Short exercise
Edit the records from their first line through the line containing "top-left (507, 194), bottom-right (553, 253)", changing every "Prolog-style query" to "Prolog-style goal" and leaving everything else as it is. Return only those lines.
:: Supplied data ::
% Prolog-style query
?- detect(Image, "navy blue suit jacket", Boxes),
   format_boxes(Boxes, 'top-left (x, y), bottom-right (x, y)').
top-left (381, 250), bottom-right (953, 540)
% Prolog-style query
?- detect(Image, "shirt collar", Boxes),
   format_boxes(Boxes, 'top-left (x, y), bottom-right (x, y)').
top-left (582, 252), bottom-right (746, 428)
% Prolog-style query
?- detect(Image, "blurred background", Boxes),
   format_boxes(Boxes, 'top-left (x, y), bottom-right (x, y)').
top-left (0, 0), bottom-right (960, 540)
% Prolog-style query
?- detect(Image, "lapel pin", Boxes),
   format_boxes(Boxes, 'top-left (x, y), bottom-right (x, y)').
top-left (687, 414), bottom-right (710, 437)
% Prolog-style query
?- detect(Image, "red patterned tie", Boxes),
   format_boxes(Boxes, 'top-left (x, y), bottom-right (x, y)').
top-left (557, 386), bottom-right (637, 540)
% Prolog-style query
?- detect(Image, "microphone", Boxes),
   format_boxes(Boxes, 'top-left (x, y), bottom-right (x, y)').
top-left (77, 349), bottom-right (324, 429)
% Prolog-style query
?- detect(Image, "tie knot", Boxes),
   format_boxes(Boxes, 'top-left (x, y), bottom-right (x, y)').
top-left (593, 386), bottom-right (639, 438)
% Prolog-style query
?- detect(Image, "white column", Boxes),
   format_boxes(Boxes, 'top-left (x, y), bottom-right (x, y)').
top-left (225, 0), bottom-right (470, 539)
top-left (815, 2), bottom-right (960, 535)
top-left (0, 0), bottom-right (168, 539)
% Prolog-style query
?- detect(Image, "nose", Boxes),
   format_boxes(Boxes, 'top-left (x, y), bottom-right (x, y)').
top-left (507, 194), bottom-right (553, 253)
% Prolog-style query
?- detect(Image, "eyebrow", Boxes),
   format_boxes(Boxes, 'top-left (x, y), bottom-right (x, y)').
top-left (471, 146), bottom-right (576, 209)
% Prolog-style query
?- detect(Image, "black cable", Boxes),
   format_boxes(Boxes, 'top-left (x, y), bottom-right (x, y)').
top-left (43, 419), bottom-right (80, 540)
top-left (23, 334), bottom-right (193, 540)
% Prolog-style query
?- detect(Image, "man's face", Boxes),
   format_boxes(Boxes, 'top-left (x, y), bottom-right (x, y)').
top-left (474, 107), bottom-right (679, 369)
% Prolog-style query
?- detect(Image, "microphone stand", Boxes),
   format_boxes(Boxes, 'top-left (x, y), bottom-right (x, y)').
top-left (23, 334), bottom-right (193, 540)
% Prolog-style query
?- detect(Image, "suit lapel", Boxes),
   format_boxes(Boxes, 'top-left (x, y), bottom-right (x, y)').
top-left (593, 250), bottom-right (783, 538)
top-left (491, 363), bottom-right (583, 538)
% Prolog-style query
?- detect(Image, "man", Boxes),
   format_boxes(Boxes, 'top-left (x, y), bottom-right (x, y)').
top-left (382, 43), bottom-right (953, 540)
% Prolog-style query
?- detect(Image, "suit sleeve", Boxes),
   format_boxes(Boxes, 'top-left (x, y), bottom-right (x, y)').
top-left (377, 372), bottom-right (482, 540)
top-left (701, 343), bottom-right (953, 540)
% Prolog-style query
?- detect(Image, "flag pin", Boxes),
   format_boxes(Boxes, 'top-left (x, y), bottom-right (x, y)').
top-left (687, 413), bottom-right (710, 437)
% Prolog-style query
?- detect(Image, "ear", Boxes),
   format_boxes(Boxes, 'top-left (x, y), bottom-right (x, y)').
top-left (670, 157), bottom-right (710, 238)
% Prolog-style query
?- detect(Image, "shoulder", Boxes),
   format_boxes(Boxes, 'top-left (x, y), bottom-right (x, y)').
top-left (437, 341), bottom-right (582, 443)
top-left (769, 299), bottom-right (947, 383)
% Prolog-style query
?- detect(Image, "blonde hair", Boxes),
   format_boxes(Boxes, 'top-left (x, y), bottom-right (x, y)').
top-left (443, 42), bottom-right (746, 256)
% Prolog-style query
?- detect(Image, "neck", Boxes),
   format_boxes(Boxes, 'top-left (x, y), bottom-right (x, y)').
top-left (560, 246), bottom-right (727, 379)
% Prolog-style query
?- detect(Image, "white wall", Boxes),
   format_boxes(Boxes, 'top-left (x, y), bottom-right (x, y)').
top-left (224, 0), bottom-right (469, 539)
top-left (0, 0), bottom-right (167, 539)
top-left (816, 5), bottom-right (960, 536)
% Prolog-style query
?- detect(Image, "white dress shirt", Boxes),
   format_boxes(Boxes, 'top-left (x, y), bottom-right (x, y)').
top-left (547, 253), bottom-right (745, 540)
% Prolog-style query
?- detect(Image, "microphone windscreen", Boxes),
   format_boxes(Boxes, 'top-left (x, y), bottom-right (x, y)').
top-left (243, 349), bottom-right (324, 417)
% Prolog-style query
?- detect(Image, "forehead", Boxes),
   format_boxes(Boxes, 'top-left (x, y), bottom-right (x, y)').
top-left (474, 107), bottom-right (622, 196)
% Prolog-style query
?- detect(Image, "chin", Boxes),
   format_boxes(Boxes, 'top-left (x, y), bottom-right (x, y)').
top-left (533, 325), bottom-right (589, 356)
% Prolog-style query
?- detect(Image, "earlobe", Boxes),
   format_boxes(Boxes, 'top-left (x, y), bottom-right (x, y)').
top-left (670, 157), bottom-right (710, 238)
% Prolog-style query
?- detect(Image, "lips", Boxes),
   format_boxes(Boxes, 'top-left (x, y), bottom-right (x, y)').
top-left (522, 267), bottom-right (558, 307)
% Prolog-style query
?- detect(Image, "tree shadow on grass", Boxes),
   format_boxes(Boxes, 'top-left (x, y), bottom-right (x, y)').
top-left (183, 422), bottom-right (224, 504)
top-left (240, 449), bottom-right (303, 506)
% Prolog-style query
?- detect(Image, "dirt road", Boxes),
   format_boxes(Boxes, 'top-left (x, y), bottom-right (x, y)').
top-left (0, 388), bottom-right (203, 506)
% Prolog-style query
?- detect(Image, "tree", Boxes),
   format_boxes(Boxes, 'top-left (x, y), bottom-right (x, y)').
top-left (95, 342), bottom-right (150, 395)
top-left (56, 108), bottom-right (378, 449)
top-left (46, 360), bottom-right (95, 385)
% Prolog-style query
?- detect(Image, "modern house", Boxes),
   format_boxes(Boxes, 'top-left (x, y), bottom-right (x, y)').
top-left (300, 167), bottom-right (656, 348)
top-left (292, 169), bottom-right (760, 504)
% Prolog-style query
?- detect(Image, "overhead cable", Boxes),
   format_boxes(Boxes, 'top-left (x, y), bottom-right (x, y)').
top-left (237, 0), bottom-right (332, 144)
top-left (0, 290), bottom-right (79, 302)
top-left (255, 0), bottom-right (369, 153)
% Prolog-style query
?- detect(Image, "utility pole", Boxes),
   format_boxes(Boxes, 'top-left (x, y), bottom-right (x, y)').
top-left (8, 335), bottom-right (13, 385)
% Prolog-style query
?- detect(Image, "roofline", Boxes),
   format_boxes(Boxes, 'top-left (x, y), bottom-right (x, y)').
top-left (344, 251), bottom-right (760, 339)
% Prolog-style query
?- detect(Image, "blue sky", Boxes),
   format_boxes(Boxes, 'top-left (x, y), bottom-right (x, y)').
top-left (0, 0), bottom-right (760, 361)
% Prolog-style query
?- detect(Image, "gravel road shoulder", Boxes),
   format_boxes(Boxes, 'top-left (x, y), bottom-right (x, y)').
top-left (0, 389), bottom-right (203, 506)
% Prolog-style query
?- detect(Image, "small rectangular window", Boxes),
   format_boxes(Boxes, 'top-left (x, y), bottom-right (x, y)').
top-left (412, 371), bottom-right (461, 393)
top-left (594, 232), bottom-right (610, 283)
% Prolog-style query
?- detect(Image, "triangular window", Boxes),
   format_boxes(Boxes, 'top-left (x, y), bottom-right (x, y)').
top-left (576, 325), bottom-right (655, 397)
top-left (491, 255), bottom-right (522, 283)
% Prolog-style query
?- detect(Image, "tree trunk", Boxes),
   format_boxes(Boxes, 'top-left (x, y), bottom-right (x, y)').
:::
Solution below
% Prolog-style goal
?- detect(Image, "navy blue suit jacket", Boxes),
   format_boxes(Boxes, 'top-left (x, y), bottom-right (x, y)').
top-left (381, 250), bottom-right (953, 540)
% Prolog-style goal
?- detect(Image, "shirt collar", Boxes),
   format_boxes(Boxes, 'top-left (x, y), bottom-right (x, y)').
top-left (582, 252), bottom-right (746, 428)
% Prolog-style goal
?- detect(Image, "blurred background", Boxes),
   format_boxes(Boxes, 'top-left (x, y), bottom-right (x, y)').
top-left (0, 0), bottom-right (960, 540)
% Prolog-style goal
?- detect(Image, "lapel pin", Boxes),
   format_boxes(Boxes, 'top-left (x, y), bottom-right (x, y)').
top-left (687, 414), bottom-right (710, 437)
% Prolog-style goal
?- detect(Image, "red patterned tie", Boxes),
   format_boxes(Boxes, 'top-left (x, y), bottom-right (x, y)').
top-left (557, 386), bottom-right (637, 540)
% Prolog-style goal
?- detect(Image, "microphone", Boxes),
   format_boxes(Boxes, 'top-left (x, y), bottom-right (x, y)').
top-left (77, 349), bottom-right (324, 429)
% Prolog-style goal
?- detect(Image, "tie knot", Boxes),
   format_boxes(Boxes, 'top-left (x, y), bottom-right (x, y)').
top-left (593, 386), bottom-right (639, 438)
% Prolog-style goal
?- detect(Image, "white column", Boxes),
   format_boxes(Boxes, 'top-left (x, y), bottom-right (x, y)').
top-left (225, 0), bottom-right (470, 539)
top-left (815, 2), bottom-right (960, 535)
top-left (0, 0), bottom-right (168, 539)
% Prolog-style goal
?- detect(Image, "nose", Boxes),
   format_boxes(Boxes, 'top-left (x, y), bottom-right (x, y)').
top-left (507, 194), bottom-right (553, 253)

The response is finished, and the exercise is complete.